** Text passage **

* * * * * * * * *

Monday, April 22, 2013

Withering Tights by Louise Rennison

After shelving her Georgia Nicolson series after the tenth and final book, Louise Rennison switched to writing about Georgia’s cousin, Tallulah Casey. Tallulah now stars in two books, Withering Tights and A Midsummer Tight’s Dream, and the third, The Taming of the Tights, comes out this August. I picked up Withering Tights when I was stuck at a coffee shop/book store for a few hours and ran out of things to read. Rennison’s book had just been released in paperback, and I bought it and read it in one sitting. I was hesitant for a while about beginning the new series; I grew up loving the Georgia Nicholson books and read them from my early teens into my early twenties. Rennison’s humor is so in tact in this new series, and Tallulah Casey is just as interesting and relatable a character that Georgia was. There was an early chapter in the first Georgia Nicholson book – Angus, Thongs and Full-Frontal Snogging – that was literally a laugh-out-loud moment for me when I was twelve, and that moment has continued to be the touchstone that I always remember back to when another book has the same effect. There are several of those in Withering Tights, and nothing in Rennison’s writing style has changed from one series to another.

* * * * * * * * *

** Exercise data **
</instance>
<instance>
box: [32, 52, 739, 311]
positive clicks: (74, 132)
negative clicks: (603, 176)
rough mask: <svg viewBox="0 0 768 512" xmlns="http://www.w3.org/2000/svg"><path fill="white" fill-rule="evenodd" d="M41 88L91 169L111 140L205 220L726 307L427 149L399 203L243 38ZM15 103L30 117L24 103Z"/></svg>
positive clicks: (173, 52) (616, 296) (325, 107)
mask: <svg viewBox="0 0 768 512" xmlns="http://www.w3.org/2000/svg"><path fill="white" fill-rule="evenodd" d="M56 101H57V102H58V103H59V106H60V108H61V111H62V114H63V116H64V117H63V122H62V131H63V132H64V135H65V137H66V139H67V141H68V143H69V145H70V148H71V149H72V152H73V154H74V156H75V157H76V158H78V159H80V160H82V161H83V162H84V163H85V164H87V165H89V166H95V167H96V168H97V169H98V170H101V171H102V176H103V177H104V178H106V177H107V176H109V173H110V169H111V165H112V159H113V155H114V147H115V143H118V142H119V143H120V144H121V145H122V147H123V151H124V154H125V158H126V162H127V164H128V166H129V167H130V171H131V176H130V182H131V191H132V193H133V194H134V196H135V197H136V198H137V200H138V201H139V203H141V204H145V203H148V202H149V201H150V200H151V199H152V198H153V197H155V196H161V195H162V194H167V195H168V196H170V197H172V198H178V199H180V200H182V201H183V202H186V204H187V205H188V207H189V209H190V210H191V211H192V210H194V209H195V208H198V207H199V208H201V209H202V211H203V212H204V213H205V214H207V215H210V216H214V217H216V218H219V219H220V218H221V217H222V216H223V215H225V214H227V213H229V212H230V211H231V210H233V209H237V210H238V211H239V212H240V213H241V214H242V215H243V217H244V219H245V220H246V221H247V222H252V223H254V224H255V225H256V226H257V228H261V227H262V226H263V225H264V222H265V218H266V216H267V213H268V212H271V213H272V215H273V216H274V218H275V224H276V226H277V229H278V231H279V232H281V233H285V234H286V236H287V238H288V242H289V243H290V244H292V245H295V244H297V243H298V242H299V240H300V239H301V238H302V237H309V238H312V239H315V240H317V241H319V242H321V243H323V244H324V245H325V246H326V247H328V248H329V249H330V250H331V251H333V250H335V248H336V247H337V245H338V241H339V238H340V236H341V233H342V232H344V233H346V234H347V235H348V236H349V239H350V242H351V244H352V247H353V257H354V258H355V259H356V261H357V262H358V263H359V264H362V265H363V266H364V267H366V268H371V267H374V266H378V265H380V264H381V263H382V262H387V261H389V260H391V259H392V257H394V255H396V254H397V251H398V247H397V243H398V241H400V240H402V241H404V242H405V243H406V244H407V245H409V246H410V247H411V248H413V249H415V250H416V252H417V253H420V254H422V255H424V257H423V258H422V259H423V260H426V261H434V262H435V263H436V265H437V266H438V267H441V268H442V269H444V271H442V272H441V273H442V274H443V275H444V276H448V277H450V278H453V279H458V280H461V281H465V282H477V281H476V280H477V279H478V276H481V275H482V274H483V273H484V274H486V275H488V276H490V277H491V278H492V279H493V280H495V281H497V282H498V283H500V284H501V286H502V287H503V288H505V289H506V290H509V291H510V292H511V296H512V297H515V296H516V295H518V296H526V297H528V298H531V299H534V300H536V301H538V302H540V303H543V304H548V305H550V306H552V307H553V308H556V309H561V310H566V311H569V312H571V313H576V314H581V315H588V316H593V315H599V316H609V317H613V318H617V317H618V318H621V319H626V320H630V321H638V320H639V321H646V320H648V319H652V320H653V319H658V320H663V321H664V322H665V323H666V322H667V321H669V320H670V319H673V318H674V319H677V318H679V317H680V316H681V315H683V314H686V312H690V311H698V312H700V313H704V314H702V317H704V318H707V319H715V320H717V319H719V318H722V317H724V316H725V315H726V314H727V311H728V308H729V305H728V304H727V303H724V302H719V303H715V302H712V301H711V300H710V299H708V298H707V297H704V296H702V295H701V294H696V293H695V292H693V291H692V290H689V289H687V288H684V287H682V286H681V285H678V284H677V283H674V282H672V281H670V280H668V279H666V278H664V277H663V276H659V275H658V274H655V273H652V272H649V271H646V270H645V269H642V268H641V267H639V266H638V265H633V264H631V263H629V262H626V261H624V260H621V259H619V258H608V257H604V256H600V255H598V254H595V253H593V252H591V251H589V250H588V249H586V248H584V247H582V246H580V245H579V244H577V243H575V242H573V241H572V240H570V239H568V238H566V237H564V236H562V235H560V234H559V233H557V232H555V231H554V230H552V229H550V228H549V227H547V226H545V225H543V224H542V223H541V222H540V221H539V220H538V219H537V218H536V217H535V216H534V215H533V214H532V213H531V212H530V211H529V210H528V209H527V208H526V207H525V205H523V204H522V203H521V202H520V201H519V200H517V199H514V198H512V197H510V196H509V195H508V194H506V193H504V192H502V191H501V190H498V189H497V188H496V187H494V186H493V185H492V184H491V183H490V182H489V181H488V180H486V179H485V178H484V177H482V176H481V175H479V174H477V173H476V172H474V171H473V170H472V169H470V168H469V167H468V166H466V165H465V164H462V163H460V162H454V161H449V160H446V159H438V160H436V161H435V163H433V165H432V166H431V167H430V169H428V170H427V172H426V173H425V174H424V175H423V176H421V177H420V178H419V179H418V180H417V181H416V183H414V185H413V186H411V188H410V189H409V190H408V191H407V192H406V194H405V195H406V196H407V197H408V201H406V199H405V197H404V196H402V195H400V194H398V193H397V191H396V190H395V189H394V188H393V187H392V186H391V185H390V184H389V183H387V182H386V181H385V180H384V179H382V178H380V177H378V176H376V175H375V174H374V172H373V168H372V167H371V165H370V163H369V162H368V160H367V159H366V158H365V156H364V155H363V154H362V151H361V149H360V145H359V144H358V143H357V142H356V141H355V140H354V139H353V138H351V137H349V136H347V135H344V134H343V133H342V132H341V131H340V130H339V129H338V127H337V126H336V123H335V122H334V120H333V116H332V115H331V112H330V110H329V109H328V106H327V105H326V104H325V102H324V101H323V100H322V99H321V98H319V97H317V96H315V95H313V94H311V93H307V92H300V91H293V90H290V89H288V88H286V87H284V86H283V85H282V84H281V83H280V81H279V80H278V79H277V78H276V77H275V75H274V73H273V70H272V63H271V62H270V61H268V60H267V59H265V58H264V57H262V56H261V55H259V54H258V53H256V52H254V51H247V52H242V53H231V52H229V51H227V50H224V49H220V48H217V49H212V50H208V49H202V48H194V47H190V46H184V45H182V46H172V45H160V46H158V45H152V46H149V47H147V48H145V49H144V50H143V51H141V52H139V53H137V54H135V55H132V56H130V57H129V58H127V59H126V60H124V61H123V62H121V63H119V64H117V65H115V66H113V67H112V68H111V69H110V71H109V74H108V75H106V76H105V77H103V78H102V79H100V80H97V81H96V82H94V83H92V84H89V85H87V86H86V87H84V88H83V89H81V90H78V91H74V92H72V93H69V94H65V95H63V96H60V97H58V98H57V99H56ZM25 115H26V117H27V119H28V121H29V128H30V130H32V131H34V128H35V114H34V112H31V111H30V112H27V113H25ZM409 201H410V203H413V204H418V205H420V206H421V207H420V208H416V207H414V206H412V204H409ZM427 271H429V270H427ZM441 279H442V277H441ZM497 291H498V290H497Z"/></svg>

* * * * * * * * *

** Using the information **
1. In the Withering Tights review, when is The Taming of the Tights due out?
2. Continue the Withering Tights review with a new paragraph that follows its last sentence.
Nothing in the items is required here.

** Task responses **
1. This August.

2.
Withering Tights follows fourteen-year-old Tallulah to Performing Arts College, where she is going to spend the summer. Rennison has used references to Shakespeare frequently in her other books, especially where Georgia and her friends were part of the cast of Macbeth and Romeo and Juliet at school. She continues with the references in her new books, and branches out into those 19th century British books that are still read by teens in high school. For example, on one of Tallulah’s first visits to the school, the comparison between Wuthering Heights and Withering Tights is made explicit:

Then we rounded a corner and saw before us the ‘magnificent center of artistry,’ Dother Hall. I couldn’t help noticing its fine Edwardian front and the fact that its roof was on fire.
As we looked up at the flames and smoke a figure emerged onto the roof in between the high chimney pots. 
I said to Vaisey, “Bloody hell, it’s Mrs. Rochester. Bagsie I’m not Jane Eyre, I don’t want to get married to some bloke who shouts a lot.”
Vaisey said, “It can’t really be Ms. Rochester, can it?”
I said, “Well you say that, but it all adds up, doesn’t it? We’re in Yorkshire on some moors at a big house, the roof’s on fire, and someone, who may or may not have been banged up in the attic for years, has just come out onto the roof. I’m only stating the obvious. Who else could it be?” 
Then we noticed that “Mrs. Rochester” was wearing a mackintosh and carrying a fire extinguisher. And she started putting the fire out with foam. 
After the fire was out Mrs. Rochester disappeared amongst the chimneys.

Tallulah arrives in the tiny town that borders the school, and immediately begins comparing the reality of the school with the small informational brochure she examined at the beginning of the book. For example, she asks her friend Vaisey, “Where are the boys? Where is Martin and his tiny instrument?”, referring to the boy with the lute in the brochure. Another girl at the school explains to Tallulah, “Well, Dother Hall used to be mixed, but there was some sort of incident involving a game called ‘twenty-five in a duvet cover’ and since then boys are banned.” Rennison sets up a parallel all girls school for Tallulah, just as Georgia attended one in the other series. However, there are still male characters to be found, especially at Woolfe Academy on the other side of the woods.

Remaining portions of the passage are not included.